Extrait de page:
====

L’ISA soutient tous les mouvements et formations politiques qui contribuent à faire avancer les luttes de la classe ouvrière pour ses revendications, et se battra avec acharnement pour vaincre la droite réactionnaire lors de toute élection. Cependant, nous devons aussi dire la vérité: pour vraiment remporter des victoires pour la majorité en cette période de crise capitaliste, une perspective réformiste est insuffisante. La mise en œuvre de politiques visant à redistribuer les richesses, à financer les services et travaux publics nécessaires, à créer des millions d’emplois dans le cadre de nouveaux contrats verts, etc. nécessitera une action audacieuse pour saisir les richesses et les moyens de production des 1% et placer la propriété publique démocratique au cœur de l’économie.

La droite échoue à destituer Kshama Sawant à Seattle

À quoi ressemble une stratégie alternative? Un exemple remarquable de leadership révolutionnaire peut être trouvé à Seattle, où Kshama Sawant et Socialist Alternative viennent de battre les milliardaires dans leur propre cour pour la quatrième fois. Ce résultat est particulièrement significatif, car il va «à contre-courant» du récent cycle électoral de novembre où les candidats démocrates progressistes, largement orientés vers la droite, ont perdu plusieurs grandes courses.

L’histoire de Kshama Sawant et du rôle de Socialist Alternative à Seattle au cours des huit dernières années est un exemple de la différence que fait un véritable leadership socialiste. Imaginez que ces méthodes et ces politiques puissent s’exprimer au sein de la direction nationale du mouvement syndical aux États-Unis, ou dans n’importe quel pays !

2021 : un tourbillon pour ISA

Cette formidable victoire à Seattle s’inscrit dans une année de tourbillon pour l’ISA. Quelques semaines auparavant, des centaines de nos membres de 16 pays avaient envahi Glasgow, en Écosse, attirant l’attention des médias en constituant un bloc socialiste international impressionnant et dynamique lors des manifestations de masse contre l’inaction criminelle du sommet climatique COP26.

====

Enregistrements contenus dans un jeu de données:

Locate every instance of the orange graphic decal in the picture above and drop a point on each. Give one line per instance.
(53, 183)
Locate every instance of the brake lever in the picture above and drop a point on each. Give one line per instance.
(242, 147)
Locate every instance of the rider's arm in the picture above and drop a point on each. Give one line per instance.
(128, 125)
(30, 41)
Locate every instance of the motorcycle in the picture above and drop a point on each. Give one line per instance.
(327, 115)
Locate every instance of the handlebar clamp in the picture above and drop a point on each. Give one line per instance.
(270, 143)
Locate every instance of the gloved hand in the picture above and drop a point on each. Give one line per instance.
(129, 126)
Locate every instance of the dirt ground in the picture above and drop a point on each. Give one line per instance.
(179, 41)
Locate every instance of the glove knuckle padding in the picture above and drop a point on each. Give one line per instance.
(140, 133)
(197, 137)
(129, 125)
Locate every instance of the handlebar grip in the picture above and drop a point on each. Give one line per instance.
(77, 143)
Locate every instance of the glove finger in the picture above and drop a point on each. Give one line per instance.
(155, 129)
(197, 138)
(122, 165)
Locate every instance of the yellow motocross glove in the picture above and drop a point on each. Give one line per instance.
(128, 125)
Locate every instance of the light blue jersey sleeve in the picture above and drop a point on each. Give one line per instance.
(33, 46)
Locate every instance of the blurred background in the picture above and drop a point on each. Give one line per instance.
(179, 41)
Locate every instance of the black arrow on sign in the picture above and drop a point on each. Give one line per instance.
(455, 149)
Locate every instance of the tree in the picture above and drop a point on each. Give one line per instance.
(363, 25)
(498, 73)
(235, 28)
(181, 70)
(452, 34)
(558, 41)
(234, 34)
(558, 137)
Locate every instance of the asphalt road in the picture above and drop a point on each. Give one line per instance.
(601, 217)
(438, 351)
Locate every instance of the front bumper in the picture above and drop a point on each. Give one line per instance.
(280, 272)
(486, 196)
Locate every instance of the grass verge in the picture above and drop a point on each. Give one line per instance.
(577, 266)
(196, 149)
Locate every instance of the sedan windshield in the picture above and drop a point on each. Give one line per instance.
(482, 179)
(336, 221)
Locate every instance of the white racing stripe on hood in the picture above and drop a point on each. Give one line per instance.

====

Consigne A: Indiquez si chacune des affirmations suivantes concorde avec l'extrait de page, en répondant par oui ou par non et en citant mot pour mot les termes de l'extrait qui tranchent la question. (i) Kshama Sawant et Socialist Alternative ont battu les milliardaires de Seattle pour la quatrième fois. (ii) Les membres de l'ISA présents à Glasgow venaient de 12 pays. (iii) Selon l'extrait, une perspective réformiste suffit pour remporter des victoires en période de crise capitaliste.
Consigne B: Restituez à l'identique le passage de l'extrait de page qui commence aux mots « 2021 : un tourbillon » et s'arrête après les mots « sommet climatique COP26. ».

Corrigé A:
(i) Oui : « viennent de battre les milliardaires dans leur propre cour pour la quatrième fois ».
(ii) Non : « des centaines de nos membres de 16 pays avaient envahi Glasgow ».
(iii) Non : « une perspective réformiste est insuffisante ».

Corrigé B:
2021 : un tourbillon pour ISA

Cette formidable victoire à Seattle s’inscrit dans une année de tourbillon pour l’ISA. Quelques semaines auparavant, des centaines de nos membres de 16 pays avaient envahi Glasgow, en Écosse, attirant l’attention des médias en constituant un bloc socialiste international impressionnant et dynamique lors des manifestations de masse contre l’inaction criminelle du sommet climatique COP26.